*ACTION ITEM*
Go through the records and report each line in which the word "mirror" occurs.
-- DATA TO PROCESS follows --
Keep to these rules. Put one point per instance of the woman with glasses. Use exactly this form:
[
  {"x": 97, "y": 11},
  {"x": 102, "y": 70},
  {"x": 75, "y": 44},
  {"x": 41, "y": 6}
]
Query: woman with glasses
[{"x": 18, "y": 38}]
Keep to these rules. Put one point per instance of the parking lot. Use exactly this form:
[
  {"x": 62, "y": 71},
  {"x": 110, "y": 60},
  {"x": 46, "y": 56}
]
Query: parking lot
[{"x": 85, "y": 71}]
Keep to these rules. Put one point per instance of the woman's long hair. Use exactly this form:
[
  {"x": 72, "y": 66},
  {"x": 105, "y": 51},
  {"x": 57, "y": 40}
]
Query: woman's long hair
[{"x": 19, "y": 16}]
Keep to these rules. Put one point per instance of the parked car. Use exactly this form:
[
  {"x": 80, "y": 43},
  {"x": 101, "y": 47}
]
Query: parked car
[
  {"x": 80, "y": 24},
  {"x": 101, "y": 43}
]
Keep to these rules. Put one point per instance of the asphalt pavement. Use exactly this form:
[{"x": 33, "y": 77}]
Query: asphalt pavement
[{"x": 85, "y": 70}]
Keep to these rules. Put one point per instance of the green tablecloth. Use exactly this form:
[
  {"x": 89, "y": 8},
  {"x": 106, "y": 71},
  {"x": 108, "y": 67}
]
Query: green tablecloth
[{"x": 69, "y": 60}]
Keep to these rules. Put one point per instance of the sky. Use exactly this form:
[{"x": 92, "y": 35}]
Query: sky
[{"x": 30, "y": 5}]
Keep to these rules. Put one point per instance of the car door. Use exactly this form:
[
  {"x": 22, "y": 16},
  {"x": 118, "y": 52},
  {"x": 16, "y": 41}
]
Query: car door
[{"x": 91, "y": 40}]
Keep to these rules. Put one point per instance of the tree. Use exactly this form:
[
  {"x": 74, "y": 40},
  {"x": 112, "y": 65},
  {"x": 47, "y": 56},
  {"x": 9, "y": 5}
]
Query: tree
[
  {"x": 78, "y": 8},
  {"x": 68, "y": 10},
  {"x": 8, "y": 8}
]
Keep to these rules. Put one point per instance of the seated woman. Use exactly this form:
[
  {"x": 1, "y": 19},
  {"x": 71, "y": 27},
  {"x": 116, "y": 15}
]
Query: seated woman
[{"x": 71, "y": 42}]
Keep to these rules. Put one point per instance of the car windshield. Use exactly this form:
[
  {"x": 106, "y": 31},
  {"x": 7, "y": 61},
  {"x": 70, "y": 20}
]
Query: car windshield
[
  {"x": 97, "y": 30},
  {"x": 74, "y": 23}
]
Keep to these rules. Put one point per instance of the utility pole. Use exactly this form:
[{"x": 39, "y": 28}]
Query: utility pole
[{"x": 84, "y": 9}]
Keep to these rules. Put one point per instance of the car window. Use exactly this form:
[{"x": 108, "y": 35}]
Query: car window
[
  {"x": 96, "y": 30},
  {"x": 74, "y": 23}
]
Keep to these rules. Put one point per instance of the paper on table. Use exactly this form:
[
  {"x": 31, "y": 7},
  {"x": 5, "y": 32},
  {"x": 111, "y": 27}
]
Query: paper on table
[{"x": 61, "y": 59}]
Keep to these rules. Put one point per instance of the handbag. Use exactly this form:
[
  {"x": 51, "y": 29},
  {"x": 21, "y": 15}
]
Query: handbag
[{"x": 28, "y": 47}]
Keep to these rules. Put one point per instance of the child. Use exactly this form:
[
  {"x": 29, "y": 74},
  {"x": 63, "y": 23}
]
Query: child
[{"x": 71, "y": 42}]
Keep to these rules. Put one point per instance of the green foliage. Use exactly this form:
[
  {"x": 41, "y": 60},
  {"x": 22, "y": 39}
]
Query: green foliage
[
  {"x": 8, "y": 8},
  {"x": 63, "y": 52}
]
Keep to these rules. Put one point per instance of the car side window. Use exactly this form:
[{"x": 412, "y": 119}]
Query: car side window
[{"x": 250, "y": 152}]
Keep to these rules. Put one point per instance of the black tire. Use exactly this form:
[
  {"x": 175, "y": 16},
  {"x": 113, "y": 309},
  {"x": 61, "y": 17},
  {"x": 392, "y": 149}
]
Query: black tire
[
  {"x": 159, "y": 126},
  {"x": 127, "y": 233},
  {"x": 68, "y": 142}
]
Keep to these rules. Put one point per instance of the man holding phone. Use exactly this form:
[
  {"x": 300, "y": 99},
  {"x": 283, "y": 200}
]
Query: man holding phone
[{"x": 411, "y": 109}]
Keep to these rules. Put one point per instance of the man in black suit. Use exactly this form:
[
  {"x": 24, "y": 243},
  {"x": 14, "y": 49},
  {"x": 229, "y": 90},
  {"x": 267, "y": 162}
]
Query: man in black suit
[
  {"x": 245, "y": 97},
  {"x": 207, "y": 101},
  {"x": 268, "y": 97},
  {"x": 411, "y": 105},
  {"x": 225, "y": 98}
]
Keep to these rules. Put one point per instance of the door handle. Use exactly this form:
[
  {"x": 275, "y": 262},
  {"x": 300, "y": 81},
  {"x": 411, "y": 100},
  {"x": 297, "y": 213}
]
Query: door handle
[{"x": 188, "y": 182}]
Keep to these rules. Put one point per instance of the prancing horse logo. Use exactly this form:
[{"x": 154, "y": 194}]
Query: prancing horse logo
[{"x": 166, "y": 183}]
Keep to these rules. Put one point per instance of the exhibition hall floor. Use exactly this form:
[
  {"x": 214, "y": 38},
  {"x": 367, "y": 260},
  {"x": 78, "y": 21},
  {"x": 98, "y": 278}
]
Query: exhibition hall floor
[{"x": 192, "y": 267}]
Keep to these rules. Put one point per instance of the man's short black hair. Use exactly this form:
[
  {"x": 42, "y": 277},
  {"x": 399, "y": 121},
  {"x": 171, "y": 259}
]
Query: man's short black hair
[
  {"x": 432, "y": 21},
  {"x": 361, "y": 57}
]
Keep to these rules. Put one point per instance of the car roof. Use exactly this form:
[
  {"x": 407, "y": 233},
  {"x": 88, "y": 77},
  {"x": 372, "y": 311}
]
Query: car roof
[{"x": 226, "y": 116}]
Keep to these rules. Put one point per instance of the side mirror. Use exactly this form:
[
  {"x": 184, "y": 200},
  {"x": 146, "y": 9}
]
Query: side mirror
-- DATA TO PROCESS concluded --
*EXERCISE OUTPUT*
Keep to these rules. Put one point per instance of the side mirror. Use exactly this form:
Query: side mirror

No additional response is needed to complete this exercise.